### Material provided:
· · · ·

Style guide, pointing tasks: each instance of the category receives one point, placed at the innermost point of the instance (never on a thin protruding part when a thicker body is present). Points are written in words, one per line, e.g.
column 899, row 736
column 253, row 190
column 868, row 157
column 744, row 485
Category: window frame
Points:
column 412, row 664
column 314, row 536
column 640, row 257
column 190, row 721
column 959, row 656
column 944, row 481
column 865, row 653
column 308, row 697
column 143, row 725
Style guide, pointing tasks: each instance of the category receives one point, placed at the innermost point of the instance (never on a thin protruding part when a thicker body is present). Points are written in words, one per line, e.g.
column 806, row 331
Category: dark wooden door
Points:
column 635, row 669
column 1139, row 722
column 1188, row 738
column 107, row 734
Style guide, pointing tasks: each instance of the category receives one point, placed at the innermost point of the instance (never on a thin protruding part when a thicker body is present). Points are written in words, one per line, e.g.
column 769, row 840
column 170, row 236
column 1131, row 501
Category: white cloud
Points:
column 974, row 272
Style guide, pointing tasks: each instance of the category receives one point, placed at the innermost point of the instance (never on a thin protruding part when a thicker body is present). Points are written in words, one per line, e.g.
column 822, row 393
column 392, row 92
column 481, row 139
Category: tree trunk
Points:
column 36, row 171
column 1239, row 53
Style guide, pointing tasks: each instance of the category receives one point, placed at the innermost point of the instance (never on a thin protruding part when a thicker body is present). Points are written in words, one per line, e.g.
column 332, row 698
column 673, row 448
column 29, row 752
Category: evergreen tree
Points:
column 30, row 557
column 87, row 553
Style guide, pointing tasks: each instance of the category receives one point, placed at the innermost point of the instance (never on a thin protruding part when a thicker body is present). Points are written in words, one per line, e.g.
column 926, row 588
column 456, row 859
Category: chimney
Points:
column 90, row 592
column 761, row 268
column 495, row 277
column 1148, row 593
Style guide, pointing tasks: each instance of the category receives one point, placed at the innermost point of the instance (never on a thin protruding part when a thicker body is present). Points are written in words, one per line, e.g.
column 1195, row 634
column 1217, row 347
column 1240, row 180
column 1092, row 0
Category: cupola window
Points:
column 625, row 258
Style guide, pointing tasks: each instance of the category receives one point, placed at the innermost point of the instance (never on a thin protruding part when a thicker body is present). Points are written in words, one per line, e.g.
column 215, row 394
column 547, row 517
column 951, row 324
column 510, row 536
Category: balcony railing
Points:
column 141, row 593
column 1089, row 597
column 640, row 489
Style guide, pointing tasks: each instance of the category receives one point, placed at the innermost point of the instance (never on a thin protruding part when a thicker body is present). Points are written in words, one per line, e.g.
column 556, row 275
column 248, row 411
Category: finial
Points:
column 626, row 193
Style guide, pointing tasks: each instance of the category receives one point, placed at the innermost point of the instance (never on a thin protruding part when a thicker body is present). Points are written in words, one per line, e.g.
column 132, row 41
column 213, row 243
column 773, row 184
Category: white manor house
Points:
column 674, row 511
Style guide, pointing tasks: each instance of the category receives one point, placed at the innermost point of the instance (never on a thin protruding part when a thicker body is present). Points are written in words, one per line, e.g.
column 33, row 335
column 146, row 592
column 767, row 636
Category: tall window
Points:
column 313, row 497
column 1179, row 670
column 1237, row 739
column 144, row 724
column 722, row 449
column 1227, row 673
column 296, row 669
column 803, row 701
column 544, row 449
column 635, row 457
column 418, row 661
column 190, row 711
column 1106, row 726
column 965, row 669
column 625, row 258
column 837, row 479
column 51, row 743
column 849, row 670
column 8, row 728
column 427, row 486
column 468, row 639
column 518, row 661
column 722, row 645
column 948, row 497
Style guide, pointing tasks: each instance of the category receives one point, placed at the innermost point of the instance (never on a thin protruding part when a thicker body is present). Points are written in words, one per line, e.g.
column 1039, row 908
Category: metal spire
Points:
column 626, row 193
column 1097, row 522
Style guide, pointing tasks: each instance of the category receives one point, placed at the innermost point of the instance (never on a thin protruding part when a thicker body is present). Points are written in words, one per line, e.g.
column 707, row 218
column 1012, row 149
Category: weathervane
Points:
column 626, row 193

· · · ·

### Aim:
Please rewrite all the records above, substituting "most central" for each "innermost" and keeping everything else unchanged.

### Solved problem:
Style guide, pointing tasks: each instance of the category receives one point, placed at the most central point of the instance (never on a thin protruding part when a thicker body is present). Points are written in words, one per line, e.g.
column 899, row 736
column 253, row 190
column 868, row 157
column 744, row 485
Category: window frame
Points:
column 412, row 664
column 314, row 536
column 640, row 257
column 190, row 721
column 959, row 656
column 944, row 481
column 865, row 653
column 308, row 697
column 143, row 725
Style guide, pointing tasks: each instance of the category receives one point, placed at the most central point of the instance (never on a thin protruding part when a thicker body is present). Points are written in words, one per line, e.g.
column 806, row 331
Category: dark wooden door
Points:
column 635, row 669
column 1139, row 722
column 1188, row 738
column 107, row 734
Style guide, pointing tasks: each instance of the category receives one point, placed at the most central point of the instance (never on a thin protruding part when a thicker body is present). Points are written in words, one per line, e.g.
column 769, row 840
column 170, row 236
column 1131, row 501
Category: white cloud
Points:
column 974, row 272
Style guide, pointing tasks: each instance of the category receives one point, placed at the most central point of the instance (never on a thin protruding part when a thicker body is present). Points are written in words, one per line, e.g.
column 822, row 393
column 392, row 92
column 481, row 139
Category: tree trunk
Points:
column 36, row 171
column 1239, row 53
Style guide, pointing tasks: each instance of the category receives one point, placed at the most central point of the instance (never on a thin protruding part when a thicker body is present). Points are written in words, one per line, e.g.
column 332, row 698
column 673, row 448
column 29, row 752
Category: evergreen tree
Points:
column 30, row 557
column 87, row 553
Style guide, pointing tasks: each instance of the category receives one point, placed at the most central point of the instance (never on a thin protruding part when a thicker body is present). Points are written in words, one per line, e.g.
column 926, row 588
column 456, row 859
Category: chimney
Points:
column 90, row 592
column 761, row 268
column 495, row 277
column 1148, row 593
Style guide, pointing tasks: each instance of the category receives one point, placed at the most central point of the instance (never on a thin protruding part when a thicker body is present). Points are written in words, one per line, e.g.
column 1195, row 634
column 1217, row 347
column 1240, row 180
column 1092, row 0
Category: cupola window
Points:
column 625, row 258
Style guide, pointing tasks: each instance of the category receives one point, placed at the most central point of the instance (never on a thin protruding part when a thicker body is present). Points are written in words, one per line, e.g.
column 215, row 394
column 547, row 517
column 951, row 324
column 510, row 536
Category: balcony railing
Points:
column 141, row 593
column 1089, row 597
column 640, row 489
Style guide, pointing tasks: each instance of the category receives one point, placed at the most central point of the instance (never on a thin protruding part when a thicker body is present). Points are written in words, one per line, e.g.
column 556, row 275
column 248, row 411
Category: finial
Points:
column 626, row 193
Style guide, pointing tasks: each instance of the category receives one point, placed at the most central point of the instance (never on a thin protruding part when a thicker body is present). Points are written in words, one per line, e.g.
column 132, row 41
column 213, row 243
column 773, row 184
Category: white manor house
Points:
column 674, row 511
Style guide, pointing tasks: each instance of the category receives one point, placed at the most central point of the instance (never on a thin protruding part when a thicker body is present). Points are written in words, one per line, e.g.
column 33, row 335
column 146, row 592
column 767, row 636
Category: tall window
Points:
column 313, row 497
column 1179, row 670
column 1237, row 739
column 144, row 724
column 722, row 449
column 1227, row 673
column 296, row 669
column 803, row 701
column 544, row 449
column 635, row 457
column 418, row 661
column 190, row 711
column 1106, row 726
column 965, row 669
column 625, row 258
column 837, row 479
column 51, row 743
column 849, row 670
column 8, row 728
column 427, row 486
column 468, row 639
column 518, row 661
column 722, row 645
column 948, row 497
Style guide, pointing tasks: each instance of the category receives one point, placed at the most central point of the instance (never on a thin protruding part when a thicker body is present). Points are written in words, one per line, e.g.
column 1039, row 908
Category: metal spire
Points:
column 626, row 193
column 1097, row 522
Style guide, pointing tasks: each instance of the category receives one point, placed at the most central point of the instance (never on a thin protruding part when a thicker body is present). Points are written in words, one per line, e.g.
column 707, row 218
column 1012, row 149
Category: weathervane
Points:
column 626, row 193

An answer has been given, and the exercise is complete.